* EXTRACTED MATERIAL:
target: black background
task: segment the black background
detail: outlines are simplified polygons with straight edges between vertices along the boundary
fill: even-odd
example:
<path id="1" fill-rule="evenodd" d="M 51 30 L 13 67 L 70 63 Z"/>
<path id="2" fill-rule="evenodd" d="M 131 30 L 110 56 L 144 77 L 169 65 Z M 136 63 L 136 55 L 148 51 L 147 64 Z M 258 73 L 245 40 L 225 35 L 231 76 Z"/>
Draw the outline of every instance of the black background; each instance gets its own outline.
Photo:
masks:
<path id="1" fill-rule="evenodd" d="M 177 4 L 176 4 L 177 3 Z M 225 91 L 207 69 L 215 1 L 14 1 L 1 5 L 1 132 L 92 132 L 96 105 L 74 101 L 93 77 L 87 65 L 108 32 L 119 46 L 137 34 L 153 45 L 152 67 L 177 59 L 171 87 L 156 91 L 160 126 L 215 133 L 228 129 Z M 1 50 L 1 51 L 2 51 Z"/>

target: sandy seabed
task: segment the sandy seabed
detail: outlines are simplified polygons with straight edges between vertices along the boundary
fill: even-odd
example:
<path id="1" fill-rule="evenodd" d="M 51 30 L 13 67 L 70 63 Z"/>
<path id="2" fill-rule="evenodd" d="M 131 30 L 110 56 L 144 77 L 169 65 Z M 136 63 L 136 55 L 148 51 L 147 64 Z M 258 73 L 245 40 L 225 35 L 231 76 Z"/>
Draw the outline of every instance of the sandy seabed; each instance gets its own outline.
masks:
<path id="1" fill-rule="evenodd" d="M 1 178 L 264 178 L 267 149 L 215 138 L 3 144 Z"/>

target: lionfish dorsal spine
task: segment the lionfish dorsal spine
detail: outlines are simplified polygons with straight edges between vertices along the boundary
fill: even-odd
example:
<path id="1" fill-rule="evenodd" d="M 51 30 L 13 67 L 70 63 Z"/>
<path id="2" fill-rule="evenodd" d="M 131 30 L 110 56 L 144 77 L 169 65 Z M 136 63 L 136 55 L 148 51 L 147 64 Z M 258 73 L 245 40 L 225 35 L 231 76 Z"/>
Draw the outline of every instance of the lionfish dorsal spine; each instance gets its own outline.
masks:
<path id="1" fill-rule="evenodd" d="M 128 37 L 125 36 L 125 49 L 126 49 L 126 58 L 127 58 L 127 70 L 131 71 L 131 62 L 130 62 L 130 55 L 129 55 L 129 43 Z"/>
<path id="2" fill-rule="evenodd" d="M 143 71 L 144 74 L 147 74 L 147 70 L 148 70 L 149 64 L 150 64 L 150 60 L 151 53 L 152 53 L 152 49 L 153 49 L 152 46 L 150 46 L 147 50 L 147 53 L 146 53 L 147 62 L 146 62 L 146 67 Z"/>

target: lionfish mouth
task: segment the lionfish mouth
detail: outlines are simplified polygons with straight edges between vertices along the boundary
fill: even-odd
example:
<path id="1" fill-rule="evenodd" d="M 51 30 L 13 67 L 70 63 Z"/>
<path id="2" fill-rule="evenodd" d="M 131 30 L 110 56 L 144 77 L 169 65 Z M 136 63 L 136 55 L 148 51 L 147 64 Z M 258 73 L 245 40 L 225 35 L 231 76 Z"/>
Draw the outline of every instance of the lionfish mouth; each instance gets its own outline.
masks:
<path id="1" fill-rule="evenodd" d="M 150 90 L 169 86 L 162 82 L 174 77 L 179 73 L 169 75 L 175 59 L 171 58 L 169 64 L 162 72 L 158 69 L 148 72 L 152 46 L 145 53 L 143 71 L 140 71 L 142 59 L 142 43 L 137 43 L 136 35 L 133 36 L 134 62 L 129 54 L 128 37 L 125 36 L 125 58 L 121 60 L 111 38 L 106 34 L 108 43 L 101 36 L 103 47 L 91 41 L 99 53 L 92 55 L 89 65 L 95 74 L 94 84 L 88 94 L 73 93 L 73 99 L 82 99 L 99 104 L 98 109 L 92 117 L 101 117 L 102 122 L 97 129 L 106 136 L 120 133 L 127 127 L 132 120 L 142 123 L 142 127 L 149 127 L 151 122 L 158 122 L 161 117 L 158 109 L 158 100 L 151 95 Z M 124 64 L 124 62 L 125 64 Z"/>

* WHAT YOU SHOULD DO: Please rewrite the listing from its first line through the line containing "177 4 L 176", inclusive, substituting "dark background" for every "black background" and keeping everything else unchanged. Return only those lines.

* RESPONSE TO THE EXERCISE:
target: dark background
task: segment the dark background
detail: outlines are simplified polygons with straight edges between vertices along the boundary
fill: even-odd
example:
<path id="1" fill-rule="evenodd" d="M 51 30 L 13 67 L 70 63 Z"/>
<path id="2" fill-rule="evenodd" d="M 131 30 L 110 56 L 144 77 L 169 65 Z M 136 63 L 136 55 L 148 51 L 147 64 Z M 258 73 L 245 40 L 225 35 L 231 76 Z"/>
Draw the outline of every instance of the dark background; each instance gets its own outline.
Photo:
masks:
<path id="1" fill-rule="evenodd" d="M 177 4 L 176 4 L 177 3 Z M 225 91 L 207 69 L 215 1 L 14 1 L 1 5 L 1 132 L 92 132 L 96 105 L 74 101 L 93 77 L 87 65 L 108 32 L 119 46 L 137 34 L 153 45 L 152 67 L 177 59 L 171 87 L 156 91 L 160 126 L 215 133 L 228 129 Z M 1 50 L 1 51 L 2 51 Z"/>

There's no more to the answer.